■ **Alıştırma Soruları**
A. "Evrenin Islığı" kitabını anlatan metne göre kitaptaki şiirler hangi yıllar arasında yazılmıştır?
B. "Evrenin Islığı" kitabını anlatan metne göre aşağıdaki ifadelerin her biri doğru mu? Her birine evet ya da hayır diye yanıt verin ve kararı belirleyen sözleri metinden aynen aktarın.
(i) Özkan Mert, 2016 Uluslararası Naji Naoman Edebiyat Ödülü'ne değer görülmüştür.
(ii) Kitaptaki şiirlerin yalnızca bir kısmının altında 'Gümüşlük' notu bulunur.
(iii) Mert'in en büyük isteği bir şehir merkezinde yaşamaktı.
C. Özkan Mert'in "Evrenin Islığı" kitabını anlatan metni son cümlesinden sonra sürdürün.

Özkan Mert'ten 'Evrenin Islığı'
Özkan Mert şiiri, hayatın tüm halleriyle meşguldür. Şiirlerinin dünden bugüne akıp gelmesinde ve her dönem tazeliğini korumasındaki temel unsur, onun “Şiirin coğrafyası hayattır” anlayışında saklıdır.
Bir yeryüzü yolculuğu
Modern Türk şiirinin kilometre taşlarından olan ve 2016 Uluslararası Naji Naoman Edebiyat Ödülü’ne değer görülen Özkan Mert, bu kez “Evrenin Islığı” ile okur karşısında…
“Evrenin Islığı”, 2012-2016 arasında yazılmış şiirler toplamı… Özkan Mert bu şiirleri, Türkolog Havva Aktaş’ın ifadesiyle; “Turgutreis Amiral Kahve’de ve Gümüşlük Belediye Kahvesi’nde bir köşeye çekilip yazmıştır.” Bu doğrudur da… Kitapta yer alan bütün şiirlerin altına bakıldığında ‘Gümüşlük’ notu düşülmüştür ve şiirlere Gümüşlük esintisi hâkimdir.
“Bu sabah kahvaltımı yaptım Gümüşlük’te,/ denizin sıçrayan mavilerini sürerek ekmeğime.// Vahşi ağzımla başladı hayat!// İçi boş bambu kamışı olup geçirdim dünyayı içinden./ Ne çok çiçek, ne çok uçurum, ne çok nehir/ ne çok insan, ne çok böcek var tanrm evinde.// Yaşamak sana hamile kalmak gibi bir şey// (…)” (Bugün Bir Ahtapotla Seviştim Gümüşlük’te, s. 21).
Mert için Gümüşlük, yeryüzünü dolaşan Nehir Şiir’in gelip dinlenmeye çekildiği yerdir. “Burada yaşamaktan çok mutluyum. Doğayla iç içe yaşıyorum. En büyük isteğim, her sabah güneşin ışıklarıyla uyanacağım bir köy evinde yaşamaktı. Bu gerçekleşti. Ama bir ayağım her zaman dünyanın herhangi bir köşesinde… Stockholm, Bangkok, Bali, Barselona…”

■ **Verilen Öğeler**
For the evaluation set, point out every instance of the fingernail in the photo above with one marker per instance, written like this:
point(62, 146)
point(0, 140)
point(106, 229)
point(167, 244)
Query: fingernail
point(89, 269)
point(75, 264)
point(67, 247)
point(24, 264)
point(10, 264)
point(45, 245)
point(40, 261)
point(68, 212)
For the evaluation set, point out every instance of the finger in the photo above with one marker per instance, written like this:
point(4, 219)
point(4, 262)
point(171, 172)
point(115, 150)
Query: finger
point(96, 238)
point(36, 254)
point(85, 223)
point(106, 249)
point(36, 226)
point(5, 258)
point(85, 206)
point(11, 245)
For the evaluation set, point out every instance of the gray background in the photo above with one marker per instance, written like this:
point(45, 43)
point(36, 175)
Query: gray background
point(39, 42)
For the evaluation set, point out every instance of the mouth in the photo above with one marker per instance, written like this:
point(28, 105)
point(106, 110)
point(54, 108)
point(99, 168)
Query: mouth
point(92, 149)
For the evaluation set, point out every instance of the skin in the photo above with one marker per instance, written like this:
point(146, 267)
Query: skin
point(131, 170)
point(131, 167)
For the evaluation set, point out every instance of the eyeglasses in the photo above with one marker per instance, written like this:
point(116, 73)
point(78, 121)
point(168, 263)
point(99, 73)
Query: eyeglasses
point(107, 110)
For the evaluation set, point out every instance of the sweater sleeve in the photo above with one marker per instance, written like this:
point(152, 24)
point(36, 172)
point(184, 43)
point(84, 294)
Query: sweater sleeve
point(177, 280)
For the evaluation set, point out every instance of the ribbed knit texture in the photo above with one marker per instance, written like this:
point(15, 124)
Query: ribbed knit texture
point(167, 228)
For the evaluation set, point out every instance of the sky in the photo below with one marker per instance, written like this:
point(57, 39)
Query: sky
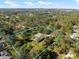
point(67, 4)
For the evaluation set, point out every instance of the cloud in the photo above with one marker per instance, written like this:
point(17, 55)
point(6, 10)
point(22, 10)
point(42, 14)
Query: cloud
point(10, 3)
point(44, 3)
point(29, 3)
==
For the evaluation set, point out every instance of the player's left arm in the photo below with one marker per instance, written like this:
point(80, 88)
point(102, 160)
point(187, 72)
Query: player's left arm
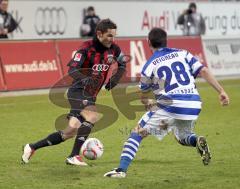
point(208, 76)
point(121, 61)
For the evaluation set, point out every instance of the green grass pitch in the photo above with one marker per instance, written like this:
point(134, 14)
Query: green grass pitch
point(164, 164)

■ **Görev Yanıtları**
A. 2012-2016 yılları arasında yazılmıştır.

B.
(i) Evet: "2016 Uluslararası Naji Naoman Edebiyat Ödülü’ne değer görülen Özkan Mert"
(ii) Hayır: "Kitapta yer alan bütün şiirlerin altına bakıldığında ‘Gümüşlük’ notu düşülmüştür"
(iii) Hayır: "En büyük isteğim, her sabah güneşin ışıklarıyla uyanacağım bir köy evinde yaşamaktı."

C.
“İnsanlık benim anayurdumdur” diyen Mert, yıllarca ülkesinden uzakta (sürgünde) yaşamış ve dolaştığı kıtalar, onun “Nehir Şiir” anlayışının doğmasına neden olmuştur. Özkan Mert şiirini çok yakından izleyenler, onun sınırları aşan ‘bir yeryüzü şairi’ olduğunu bilirler. Üstte birinci bölümünü alıntıladığımız “Bugün Bir Ahtapotla Seviştim Gümüşlük’te” şiirindeki “İçi boş bambu kamışı olup geçirdim dünyayı içinden.” dizesi, aslında dünyaya içkin bir dirimselliğin de göstergesidir. Kaldı ki; Vedat Günyol’un “Hepimiz Özkan Mert gibi dünyalı olabilsek!” sözü, Özkan Mert şiirinin derinliğini ve yeryüzüyle olan sıkı ilişkisinin bir ifadesi.
Özkan Mert şiiri, hayatın tüm halleriyle meşguldür. Şiirlerinin dünden bugüne akıp gelmesinde ve her dönem tazeliğini korumasındaki temel unsur, onun “Şiirin coğrafyası hayattır” anlayışında saklıdır.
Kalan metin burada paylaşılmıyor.